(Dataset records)
● ● ● ● ●

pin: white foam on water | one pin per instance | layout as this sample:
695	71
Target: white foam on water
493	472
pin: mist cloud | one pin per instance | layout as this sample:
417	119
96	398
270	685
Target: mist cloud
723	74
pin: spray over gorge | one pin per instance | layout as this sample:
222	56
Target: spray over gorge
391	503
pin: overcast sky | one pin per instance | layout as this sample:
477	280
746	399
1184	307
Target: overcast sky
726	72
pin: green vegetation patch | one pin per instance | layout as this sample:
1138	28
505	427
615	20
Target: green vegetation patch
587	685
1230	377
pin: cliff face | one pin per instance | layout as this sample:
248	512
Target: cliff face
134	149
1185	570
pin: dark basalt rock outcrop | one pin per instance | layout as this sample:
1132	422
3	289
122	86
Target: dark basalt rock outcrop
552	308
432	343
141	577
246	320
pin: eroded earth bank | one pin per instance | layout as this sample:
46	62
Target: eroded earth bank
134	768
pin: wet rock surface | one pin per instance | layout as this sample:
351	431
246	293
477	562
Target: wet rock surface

● ● ● ● ●

Could each line above be retyped exactly?

pin: white foam on water | one pin per instance | layout as this sample:
695	71
Target: white foam on water
493	472
pin: mist cloud | one pin per instance | layout as this sample:
417	119
96	398
270	685
Target: mist cloud
723	74
pin: spray over gorge | one pin per instance | layout as this sample:
222	56
Target: spray over gorge
391	503
pin: overcast sky | one pin per instance | layout as this sample:
477	280
746	399
1184	307
Target: overcast sky
726	72
pin: green vegetation patch | one pin per instance | layout as this sample:
1138	28
505	427
615	20
Target: green vegetation patch
587	685
1230	377
pin: cliff face | one pin per instance | layout as this sample:
248	512
Target: cliff face
134	149
1185	570
pin: dark basalt rock outcrop | one pin per instance | layout as this sample:
1132	422
3	289
122	86
Target: dark basalt rock outcrop
552	308
432	343
141	577
246	320
pin: eroded earth bank | one pin per instance | layout as this sample:
46	62
Target: eroded earth bank
134	768
pin: wet rock surface | one pin per instance | layout as this sample:
351	431
246	293
477	562
Target: wet rock surface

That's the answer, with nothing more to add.